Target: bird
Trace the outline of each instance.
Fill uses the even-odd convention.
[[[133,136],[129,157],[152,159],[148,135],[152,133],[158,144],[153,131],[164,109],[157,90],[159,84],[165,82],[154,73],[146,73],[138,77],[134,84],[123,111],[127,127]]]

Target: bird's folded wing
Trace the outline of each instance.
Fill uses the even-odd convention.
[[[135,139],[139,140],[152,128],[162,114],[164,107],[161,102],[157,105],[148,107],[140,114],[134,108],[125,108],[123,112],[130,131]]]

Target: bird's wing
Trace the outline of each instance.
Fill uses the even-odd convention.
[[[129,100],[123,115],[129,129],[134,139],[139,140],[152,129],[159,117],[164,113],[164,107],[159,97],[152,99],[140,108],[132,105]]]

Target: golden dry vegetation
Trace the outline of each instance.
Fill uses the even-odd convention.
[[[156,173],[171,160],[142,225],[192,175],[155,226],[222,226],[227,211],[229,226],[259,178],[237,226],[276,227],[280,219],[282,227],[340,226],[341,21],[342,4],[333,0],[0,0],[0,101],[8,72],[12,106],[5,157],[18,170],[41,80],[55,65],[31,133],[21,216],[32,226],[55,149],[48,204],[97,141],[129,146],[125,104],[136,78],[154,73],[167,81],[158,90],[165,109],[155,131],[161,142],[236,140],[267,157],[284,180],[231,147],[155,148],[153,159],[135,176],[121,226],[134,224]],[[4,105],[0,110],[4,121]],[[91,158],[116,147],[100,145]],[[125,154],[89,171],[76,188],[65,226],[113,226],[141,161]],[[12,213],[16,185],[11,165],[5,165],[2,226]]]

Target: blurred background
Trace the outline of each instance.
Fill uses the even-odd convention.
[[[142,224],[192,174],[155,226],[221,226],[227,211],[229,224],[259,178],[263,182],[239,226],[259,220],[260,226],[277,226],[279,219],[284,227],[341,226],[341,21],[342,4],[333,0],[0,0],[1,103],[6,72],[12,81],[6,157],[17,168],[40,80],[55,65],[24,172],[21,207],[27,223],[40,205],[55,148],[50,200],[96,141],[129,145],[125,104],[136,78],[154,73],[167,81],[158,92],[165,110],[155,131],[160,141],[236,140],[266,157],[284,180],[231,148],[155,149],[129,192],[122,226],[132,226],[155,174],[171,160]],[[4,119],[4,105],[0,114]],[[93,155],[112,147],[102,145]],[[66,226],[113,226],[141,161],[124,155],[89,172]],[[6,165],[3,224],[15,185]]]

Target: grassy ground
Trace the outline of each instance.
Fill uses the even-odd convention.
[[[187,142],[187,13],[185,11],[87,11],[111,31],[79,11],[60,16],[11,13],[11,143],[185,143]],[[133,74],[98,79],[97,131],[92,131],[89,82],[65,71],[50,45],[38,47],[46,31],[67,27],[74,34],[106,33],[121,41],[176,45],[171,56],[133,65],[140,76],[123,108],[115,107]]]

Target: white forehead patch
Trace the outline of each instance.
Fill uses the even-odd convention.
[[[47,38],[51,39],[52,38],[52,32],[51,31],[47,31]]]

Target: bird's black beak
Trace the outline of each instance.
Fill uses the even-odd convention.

********

- **Stated task**
From the records above, copy every line that contains the string "wing". Case counts.

- **Correct output**
Target: bird's folded wing
Target: bird's wing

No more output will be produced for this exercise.